## WRITTEN PROBLEM
Pick out each line in the items below that contains the word "metal", and copy those lines.

Entries from a point annotation set:
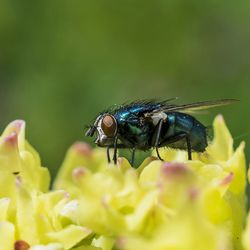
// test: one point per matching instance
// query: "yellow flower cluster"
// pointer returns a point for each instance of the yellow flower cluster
(31, 217)
(172, 205)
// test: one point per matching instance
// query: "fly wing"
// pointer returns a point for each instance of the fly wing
(192, 107)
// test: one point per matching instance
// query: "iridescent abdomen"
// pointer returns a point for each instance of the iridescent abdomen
(183, 123)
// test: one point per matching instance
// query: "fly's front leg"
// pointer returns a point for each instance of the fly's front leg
(115, 150)
(157, 139)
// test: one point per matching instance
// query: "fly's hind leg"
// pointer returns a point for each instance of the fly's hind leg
(189, 149)
(108, 154)
(132, 157)
(157, 138)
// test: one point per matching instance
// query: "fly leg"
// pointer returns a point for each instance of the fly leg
(132, 157)
(189, 149)
(179, 137)
(108, 154)
(157, 139)
(115, 150)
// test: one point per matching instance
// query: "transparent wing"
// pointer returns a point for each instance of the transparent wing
(192, 107)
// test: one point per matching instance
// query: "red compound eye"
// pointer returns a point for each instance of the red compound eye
(109, 125)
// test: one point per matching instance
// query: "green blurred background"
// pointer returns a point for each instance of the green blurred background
(62, 62)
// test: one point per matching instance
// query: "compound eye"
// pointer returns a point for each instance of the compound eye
(109, 125)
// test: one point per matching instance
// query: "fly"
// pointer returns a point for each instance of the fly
(144, 125)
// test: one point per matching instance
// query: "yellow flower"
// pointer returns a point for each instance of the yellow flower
(30, 215)
(176, 204)
(172, 205)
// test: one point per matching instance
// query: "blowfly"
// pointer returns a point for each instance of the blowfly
(143, 125)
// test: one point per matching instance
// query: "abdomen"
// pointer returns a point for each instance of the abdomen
(184, 123)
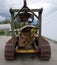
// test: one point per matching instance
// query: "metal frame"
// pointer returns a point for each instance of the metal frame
(39, 17)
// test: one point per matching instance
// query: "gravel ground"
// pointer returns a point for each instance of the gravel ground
(28, 60)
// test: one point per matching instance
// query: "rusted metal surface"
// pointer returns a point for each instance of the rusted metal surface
(9, 52)
(44, 49)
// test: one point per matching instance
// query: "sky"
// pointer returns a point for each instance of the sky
(49, 7)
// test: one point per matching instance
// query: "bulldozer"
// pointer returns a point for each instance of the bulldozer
(28, 38)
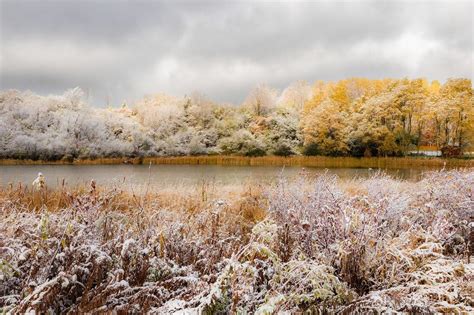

## SOLUTION TO THIS TASK
// query: "metal frame"
// pointer returns a point for each instance of the metal frame
// query: "rusted metal surface"
// pointer returns a point for each instance of the rusted metal surface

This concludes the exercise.